= Do this =
Arrange every line of the following material as a numbered list, omitting blank lines. Exclude the pictures from the list.

[Records contained in a dataset]
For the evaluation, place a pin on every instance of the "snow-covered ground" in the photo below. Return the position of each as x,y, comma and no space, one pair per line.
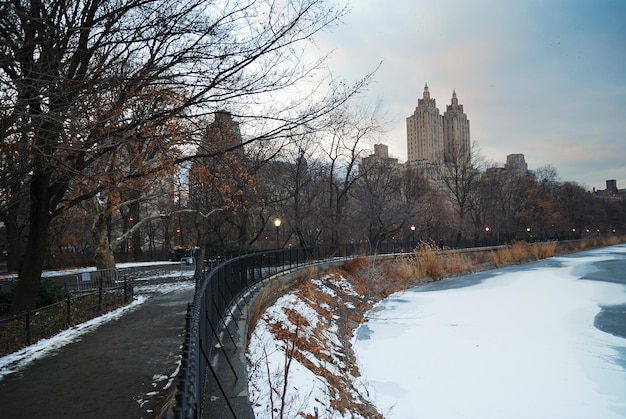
517,343
143,290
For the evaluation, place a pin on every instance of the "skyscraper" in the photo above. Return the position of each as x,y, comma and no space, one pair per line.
433,138
456,136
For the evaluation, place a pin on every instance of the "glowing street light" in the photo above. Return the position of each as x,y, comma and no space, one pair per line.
277,223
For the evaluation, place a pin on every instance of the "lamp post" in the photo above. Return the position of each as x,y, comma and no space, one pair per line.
277,223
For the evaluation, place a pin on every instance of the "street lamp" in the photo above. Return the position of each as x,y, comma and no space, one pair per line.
277,223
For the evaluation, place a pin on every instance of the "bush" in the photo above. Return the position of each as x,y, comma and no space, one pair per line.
50,292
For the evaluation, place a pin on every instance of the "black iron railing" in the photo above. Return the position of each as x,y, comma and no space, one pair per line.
217,296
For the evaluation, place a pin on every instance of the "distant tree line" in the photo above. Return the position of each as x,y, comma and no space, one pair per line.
112,148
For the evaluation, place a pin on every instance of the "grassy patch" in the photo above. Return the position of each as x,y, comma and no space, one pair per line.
20,331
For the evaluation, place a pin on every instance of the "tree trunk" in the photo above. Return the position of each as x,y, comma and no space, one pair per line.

= Finished answer =
1. For the evaluation, place a pin on every instance of the "snow-covered ground" in the photo below. Return the position of each as x,y, comma and no space, one pair per line.
2. 517,343
3. 143,290
4. For the evaluation, place a pin on every instance of the "skyscraper" in the photo above. Return the position of each as x,y, comma and no space, one pair per line.
5. 433,138
6. 456,136
7. For the evaluation, place a pin on every instance of the "glowing street light" in the photo above. Return the position of each as x,y, comma and no space, one pair per line.
8. 277,223
9. For the evaluation, place a pin on every instance of the "lamp post" in the photo above. Return the position of each as x,y, comma and no space, one pair per line.
10. 277,223
11. For the evaluation, place a pin on every instance of the "street lamp" in the photo above. Return the position of each as x,y, comma and no space, one pair per line.
12. 277,223
13. For the evaluation, place a pin on every instance of the "bush" in the photo above. Return the position of each as x,y, comma and no space, one pair per line.
14. 50,292
15. For the evaluation, place a pin on every instance of the "black iron railing" in the photo above. Return the position of each as x,y, comma and no space, one pair per line.
16. 217,296
17. For the evaluation, place a pin on every instance of the "distant tree line" in the photo above. Return the position of each as x,y, comma and no space, one pair per line.
18. 112,148
19. For the evaluation, place a pin on every instance of the "grassy patch" in the photo above. Return the position of each as x,y, comma and no space, one pair per line.
20. 20,331
21. For the evaluation, place a pin on every instance of the "tree trunk" in the photo above. Return the position of each as x,y, comma and no space, one pair per line.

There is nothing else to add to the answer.